第一个片段就是匹配前缀,如果path长度大于前缀进行匹配,如果都能找到那就是一个个片段进行匹配,匹配成功就会进入下一个片段
第二个片段就是匹配成功了,然后从这个结点中获取handler并返回
walk: // Outer loop for walking the tree
for {
prefix := n.path
if len(path) > len(prefix) {
if path[:len(prefix)] == prefix {
path = path[len(prefix):]
// Try all the non-wildcard children first by matching the indices
idxc := path[0]
for i, c := range []byte(n.indices) {
if c == idxc {
// strings.HasPrefix(n.children[len(n.children)-1].path, ":") == n.wildChild
....
....
....
n = n.children[i]
continue walk
}
}
-----
if path == prefix {
// If the current path does not equal '/' and the node does not have a registered handle and the most recently matched node has a child node
// the current node needs to roll back to last vaild skippedNode
...
...
....
// We should have reached the node containing the handle.
// Check if this node has a handle registered.
if value.handlers = n.handlers; value.handlers != nil {
value.fullPath = n.fullPath
return
}
}
------------
// Returns the handle registered with the given path (key). The values of
// wildcards are saved to a map.
// If no handle can be found, a TSR (trailing slash redirect) recommendation is
// made if a handle exists with an extra (without the) trailing slash for the
// given path.

展示数据 →

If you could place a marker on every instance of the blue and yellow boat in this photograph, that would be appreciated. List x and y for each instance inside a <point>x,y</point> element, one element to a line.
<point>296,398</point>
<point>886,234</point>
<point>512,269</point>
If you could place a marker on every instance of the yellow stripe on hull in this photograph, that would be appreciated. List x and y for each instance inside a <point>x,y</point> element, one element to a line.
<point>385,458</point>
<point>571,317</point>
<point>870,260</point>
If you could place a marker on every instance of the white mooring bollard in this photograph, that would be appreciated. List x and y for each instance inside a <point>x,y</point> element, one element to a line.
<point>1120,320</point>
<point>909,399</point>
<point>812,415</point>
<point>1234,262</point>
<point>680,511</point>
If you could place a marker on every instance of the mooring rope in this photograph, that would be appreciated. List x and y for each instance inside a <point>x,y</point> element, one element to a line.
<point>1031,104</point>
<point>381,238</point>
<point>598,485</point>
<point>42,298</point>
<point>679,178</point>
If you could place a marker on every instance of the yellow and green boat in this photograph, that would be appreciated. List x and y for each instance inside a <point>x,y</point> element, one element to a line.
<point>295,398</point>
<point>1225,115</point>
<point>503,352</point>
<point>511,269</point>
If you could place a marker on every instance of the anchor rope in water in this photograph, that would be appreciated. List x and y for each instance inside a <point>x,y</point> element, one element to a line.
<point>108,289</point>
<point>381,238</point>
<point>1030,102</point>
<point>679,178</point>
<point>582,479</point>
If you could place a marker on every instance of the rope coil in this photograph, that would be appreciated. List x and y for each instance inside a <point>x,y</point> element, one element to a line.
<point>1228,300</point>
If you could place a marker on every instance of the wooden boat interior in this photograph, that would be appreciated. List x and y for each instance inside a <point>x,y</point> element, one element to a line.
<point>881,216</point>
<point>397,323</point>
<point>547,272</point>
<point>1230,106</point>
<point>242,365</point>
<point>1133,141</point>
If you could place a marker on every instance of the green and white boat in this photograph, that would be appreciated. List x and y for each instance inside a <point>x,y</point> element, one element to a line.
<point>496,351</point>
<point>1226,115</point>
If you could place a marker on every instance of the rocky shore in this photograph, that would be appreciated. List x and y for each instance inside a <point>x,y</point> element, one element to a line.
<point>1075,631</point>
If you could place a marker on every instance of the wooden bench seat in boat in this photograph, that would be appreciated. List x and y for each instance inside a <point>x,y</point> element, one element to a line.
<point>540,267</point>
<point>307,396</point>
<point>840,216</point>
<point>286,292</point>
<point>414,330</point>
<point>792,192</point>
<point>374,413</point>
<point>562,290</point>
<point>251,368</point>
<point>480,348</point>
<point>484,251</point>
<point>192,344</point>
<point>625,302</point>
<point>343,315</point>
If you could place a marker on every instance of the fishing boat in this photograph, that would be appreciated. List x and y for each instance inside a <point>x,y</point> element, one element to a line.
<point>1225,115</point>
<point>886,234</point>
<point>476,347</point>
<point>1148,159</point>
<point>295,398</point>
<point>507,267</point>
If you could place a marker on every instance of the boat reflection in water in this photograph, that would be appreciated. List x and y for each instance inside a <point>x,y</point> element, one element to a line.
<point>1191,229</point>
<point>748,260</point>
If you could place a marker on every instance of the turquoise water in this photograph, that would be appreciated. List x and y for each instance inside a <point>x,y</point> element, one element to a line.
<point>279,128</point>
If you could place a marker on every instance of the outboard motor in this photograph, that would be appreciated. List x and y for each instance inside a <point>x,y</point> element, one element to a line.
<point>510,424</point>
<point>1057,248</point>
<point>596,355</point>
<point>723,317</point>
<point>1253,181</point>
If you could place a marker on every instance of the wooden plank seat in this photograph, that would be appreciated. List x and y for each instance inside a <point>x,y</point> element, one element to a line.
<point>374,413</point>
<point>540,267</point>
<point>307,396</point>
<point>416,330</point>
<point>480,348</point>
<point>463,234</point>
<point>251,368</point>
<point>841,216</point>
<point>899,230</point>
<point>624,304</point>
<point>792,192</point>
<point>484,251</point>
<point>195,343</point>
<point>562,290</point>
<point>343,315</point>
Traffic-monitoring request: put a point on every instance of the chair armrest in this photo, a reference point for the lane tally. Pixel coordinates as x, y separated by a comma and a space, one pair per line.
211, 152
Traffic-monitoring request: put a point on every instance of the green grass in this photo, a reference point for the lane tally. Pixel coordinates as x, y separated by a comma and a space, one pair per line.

任务说明 →
1. 请改写路由树匹配的节选文本中从"n = n.children[i]"起到"containing the handle."为止（含这两处）的部分，并把其中的"skippedNode"换成"lastSkippedNode"。
2. 用两句话概括路由树匹配的节选文本。
3. 接着路由树匹配的节选文本的最后一句往下续写。

任务结果 →
1.
n = n.children[i]
continue walk
}
}
-----
if path == prefix {
// If the current path does not equal '/' and the node does not have a registered handle and the most recently matched node has a child node
// the current node needs to roll back to last vaild lastSkippedNode
...
...
....
// We should have reached the node containing the handle.

2. 第一个片段在path长度大于前缀时进行前缀匹配，一个个片段进行匹配，匹配成功就进入下一个片段，并先按索引尝试非通配符子节点；第二个片段在匹配成功后从该结点获取handler并返回。末尾注释说明，该函数返回给定路径注册的handle，通配符的值存入map，找不到handle时，若加上或去掉末尾斜杠的路径存在handle，就给出TSR（末尾斜杠重定向）建议。

3.
func (n *node) getValue(path string, params *Params, skippedNodes *[]skippedNode, unescape bool) (value nodeValue) {
var globalParamsCount int16
walk: // Outer loop for walking the tree
for {
prefix := n.path
if len(path) > len(prefix) {
if path[:len(prefix)] == prefix {
path = path[len(prefix):]
// Try all the non-wildcard children first by matching the indices
idxc := path[0]
for i, c := range []byte(n.indices) {
if c == idxc {
// strings.HasPrefix(n.children[len(n.children)-1].path, ":") == n.wildChild
if n.wildChild {
index := len(*skippedNodes)
*skippedNodes = (*skippedNodes)[:index+1]
(*skippedNodes)[index] = skippedNode{
path: prefix + path,
node: &node{
path: n.path,
wildChild: n.wildChild,
nType: n.nType,
priority: n.priority,
children: n.children,
handlers: n.handlers,
fullPath: n.fullPath,
},
paramsCount: globalParamsCount,
}
}
n = n.children[i]
continue walk
}
}
if !n.wildChild {
// If the path at the end of the loop is not equal to '/' and the current node has no child nodes
// the current node needs to roll back to last vaild skippedNode
if path != "/" {
for l := len(*skippedNodes); l > 0; {
skippedNode := (*skippedNodes)[l-1]
*skippedNodes = (*skippedNodes)[:l-1]
if strings.HasSuffix(skippedNode.path, path) {
path = skippedNode.path
n = skippedNode.node
if value.params != nil {
*value.params = (*value.params)[:skippedNode.paramsCount]
}
globalParamsCount = skippedNode.paramsCount
continue walk
}
}
}
// Nothing found.
// We can recommend to redirect to the same URL without a
// trailing slash if a leaf exists for that path.
value.tsr = path == "/" && n.handlers != nil
return
}
// Handle wildcard child, which is always at the end of the array
n = n.children[len(n.children)-1]
globalParamsCount++
switch n.nType {
case param:
// fix truncate the parameter
// tree_test.go line: 204
// Find param end (either '/' or path end)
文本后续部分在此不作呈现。